# Prompt A
Return the stretch of the column on obesity from "At least we" through "on this continent.", word for word.
# Prompt B
Take the column on obesity further, picking up after its final sentence.

# Selected text
--

At least we do something well. There has been some press lately concerning the obesity of Americans. In particular, we published an editorial that basically said Fayette Countians are among some of the more obese people on this continent.

Well, that’s very likely correct. And I for one agree that being overweight is not a pretty sight. Speaking as a poster boy for the proportionally challenged, I have battled the bulge for years. I have been thin, I have been fat and I have been somewhere in between. As I grow older, shedding pounds becomes more difficult. Maybe because my job is so sedentary or because I’m not as active after leaving the office as I once was. We moved from a large house/yard to a smaller house/yard a couple of years ago. But I don’t think my girth has grown much because of that change.

In fact, my job has always been fairly sedentary. I sit at a desk. I talk on the phone. I type on a computer keyboard, which is a far cry from the office manual typewriter upon which I began my career – you really had to have some muscle to smash those keys hard enough to get an imprint on paper.

--

# Provided material

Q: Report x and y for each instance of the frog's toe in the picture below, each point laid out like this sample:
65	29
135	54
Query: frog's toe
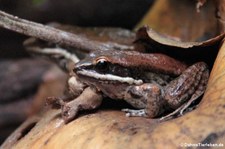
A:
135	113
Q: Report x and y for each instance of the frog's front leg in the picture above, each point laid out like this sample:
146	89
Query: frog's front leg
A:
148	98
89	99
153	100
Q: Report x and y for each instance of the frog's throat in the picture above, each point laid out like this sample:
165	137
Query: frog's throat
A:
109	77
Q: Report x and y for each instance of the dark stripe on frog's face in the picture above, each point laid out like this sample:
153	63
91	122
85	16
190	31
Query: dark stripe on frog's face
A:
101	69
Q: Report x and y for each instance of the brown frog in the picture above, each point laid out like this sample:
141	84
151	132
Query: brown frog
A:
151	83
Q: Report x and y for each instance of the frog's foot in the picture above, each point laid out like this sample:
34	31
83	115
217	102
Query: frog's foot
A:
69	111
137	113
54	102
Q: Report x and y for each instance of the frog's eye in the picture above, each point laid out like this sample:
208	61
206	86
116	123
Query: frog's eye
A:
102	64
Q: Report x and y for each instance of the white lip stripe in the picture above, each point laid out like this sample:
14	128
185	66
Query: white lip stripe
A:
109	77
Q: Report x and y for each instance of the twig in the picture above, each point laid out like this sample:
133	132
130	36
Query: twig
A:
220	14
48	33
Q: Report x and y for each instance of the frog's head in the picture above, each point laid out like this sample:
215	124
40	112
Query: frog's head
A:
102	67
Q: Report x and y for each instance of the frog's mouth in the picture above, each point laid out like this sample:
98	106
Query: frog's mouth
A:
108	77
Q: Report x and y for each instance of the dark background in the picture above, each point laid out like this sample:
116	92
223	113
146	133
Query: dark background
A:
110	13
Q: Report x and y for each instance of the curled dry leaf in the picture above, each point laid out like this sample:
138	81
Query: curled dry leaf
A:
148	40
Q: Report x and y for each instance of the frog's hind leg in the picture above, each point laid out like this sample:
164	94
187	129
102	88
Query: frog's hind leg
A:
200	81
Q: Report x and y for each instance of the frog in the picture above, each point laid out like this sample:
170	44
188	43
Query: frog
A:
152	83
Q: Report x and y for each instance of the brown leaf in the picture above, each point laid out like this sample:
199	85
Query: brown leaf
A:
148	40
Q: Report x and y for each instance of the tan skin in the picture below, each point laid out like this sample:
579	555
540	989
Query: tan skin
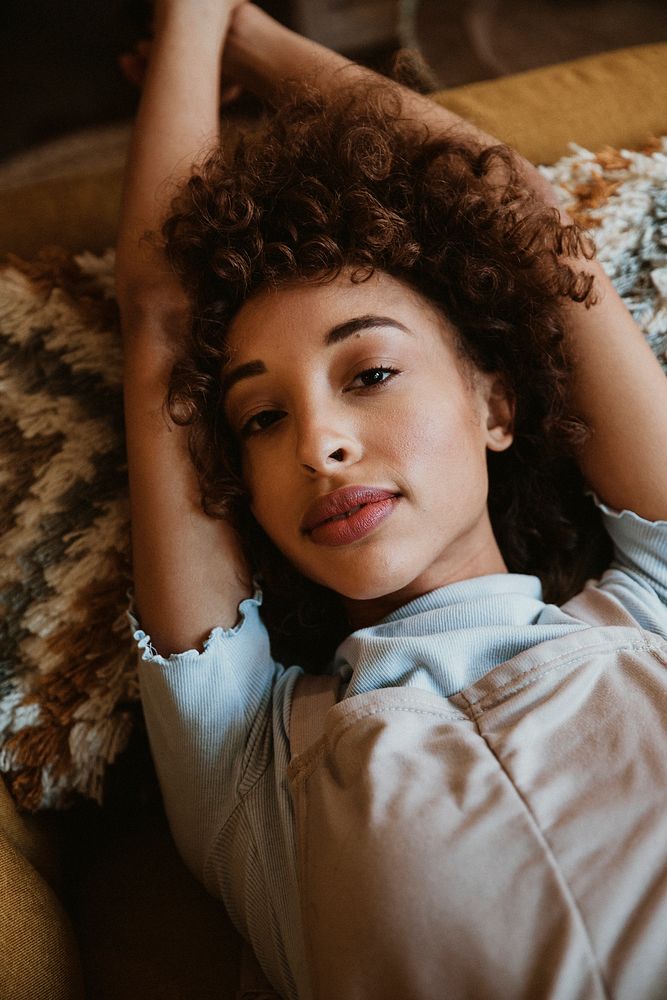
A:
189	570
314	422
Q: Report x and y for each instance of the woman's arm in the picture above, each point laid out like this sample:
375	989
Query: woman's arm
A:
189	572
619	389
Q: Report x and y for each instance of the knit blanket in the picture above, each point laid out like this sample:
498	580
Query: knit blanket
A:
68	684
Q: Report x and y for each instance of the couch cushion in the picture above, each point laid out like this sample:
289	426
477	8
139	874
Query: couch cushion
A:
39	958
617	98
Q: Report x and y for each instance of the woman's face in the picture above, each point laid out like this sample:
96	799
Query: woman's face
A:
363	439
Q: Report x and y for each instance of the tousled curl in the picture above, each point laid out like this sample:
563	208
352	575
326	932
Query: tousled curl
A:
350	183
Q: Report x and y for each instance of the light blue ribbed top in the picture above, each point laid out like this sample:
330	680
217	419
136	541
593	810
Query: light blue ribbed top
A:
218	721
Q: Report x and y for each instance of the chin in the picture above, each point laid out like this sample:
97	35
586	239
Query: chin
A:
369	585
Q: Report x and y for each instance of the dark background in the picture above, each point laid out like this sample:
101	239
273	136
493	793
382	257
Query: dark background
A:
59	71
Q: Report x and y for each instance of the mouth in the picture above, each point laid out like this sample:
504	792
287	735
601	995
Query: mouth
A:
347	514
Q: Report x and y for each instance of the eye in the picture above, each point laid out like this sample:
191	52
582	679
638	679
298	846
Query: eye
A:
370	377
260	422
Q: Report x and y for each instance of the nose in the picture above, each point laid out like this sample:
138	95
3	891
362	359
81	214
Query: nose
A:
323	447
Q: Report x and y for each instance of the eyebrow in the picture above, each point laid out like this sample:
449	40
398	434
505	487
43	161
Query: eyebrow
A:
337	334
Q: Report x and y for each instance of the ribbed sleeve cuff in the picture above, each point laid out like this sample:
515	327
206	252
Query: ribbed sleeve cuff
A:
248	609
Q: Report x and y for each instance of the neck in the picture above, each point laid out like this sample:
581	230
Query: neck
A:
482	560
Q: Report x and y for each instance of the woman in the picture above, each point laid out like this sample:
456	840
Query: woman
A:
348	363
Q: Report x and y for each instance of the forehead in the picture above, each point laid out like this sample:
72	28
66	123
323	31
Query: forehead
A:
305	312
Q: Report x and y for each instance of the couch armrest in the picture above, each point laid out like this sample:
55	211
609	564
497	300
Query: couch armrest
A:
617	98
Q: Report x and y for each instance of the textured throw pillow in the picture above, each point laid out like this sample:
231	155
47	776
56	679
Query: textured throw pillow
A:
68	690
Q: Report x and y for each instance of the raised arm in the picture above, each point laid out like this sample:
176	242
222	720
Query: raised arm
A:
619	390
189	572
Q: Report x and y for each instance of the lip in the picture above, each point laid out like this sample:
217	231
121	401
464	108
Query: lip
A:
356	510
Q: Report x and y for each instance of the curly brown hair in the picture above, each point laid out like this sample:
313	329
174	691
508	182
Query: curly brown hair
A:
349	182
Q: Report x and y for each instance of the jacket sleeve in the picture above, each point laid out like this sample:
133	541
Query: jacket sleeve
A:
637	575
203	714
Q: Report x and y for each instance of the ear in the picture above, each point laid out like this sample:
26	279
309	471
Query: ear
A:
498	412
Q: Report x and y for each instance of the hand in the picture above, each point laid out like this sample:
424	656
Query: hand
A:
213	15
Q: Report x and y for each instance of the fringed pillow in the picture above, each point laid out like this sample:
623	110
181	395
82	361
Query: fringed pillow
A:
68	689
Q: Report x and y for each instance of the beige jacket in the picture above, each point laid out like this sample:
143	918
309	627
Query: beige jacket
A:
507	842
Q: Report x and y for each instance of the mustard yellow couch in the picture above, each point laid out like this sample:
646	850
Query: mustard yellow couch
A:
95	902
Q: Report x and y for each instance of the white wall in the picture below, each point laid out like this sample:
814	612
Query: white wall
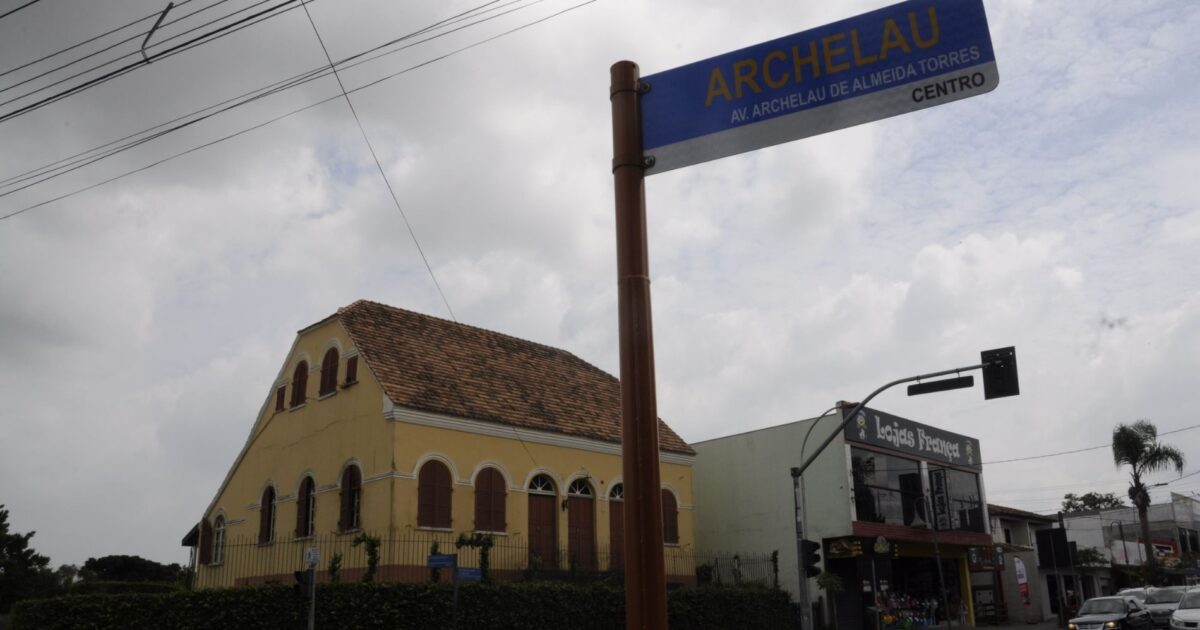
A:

--

# Final answer A
At least we do something well. There has been some press lately concerning the obesity of Americans. In particular, we published an editorial that basically said Fayette Countians are among some of the more obese people on this continent.

# Final answer B
So what’s the reason for my rotundity?

Part of it has to be inherited. There have been some rather robust people in my family, both sides of it.

Part of it obviously is diet. I greatly enjoy things that taste good. And, unfortunately, the things that taste the best are often the things that are the most fattening. I like pies, cakes and cookies. I love meats of all kinds. I am not overly fond of fish and fowl (although lately I have been including more of it in my diet).

Most of all I intensely desire bread and butter.

That has been my downfall, I’m sure.

Do you recall some years ago the limited variety of breads we could buy? You have rye, white and a form of whole wheat. You could get those three at a local bakery or in a plastic bag at the supermarket.

Have you checked out the vastness of doughy viands lingering on grocery store shelves lately? It’s like everything else. One or two or three types are not enough. Now there must be 20, 30 or 40 different types of the same thing. And they nearly all taste good.

I can sit down with a bowl of hot tomato sauce, a loaf of bread and butter and make a meal. I don’t particularly care what victuals grace the inside of two slices of bread in a sandwich – as long as the bread is good.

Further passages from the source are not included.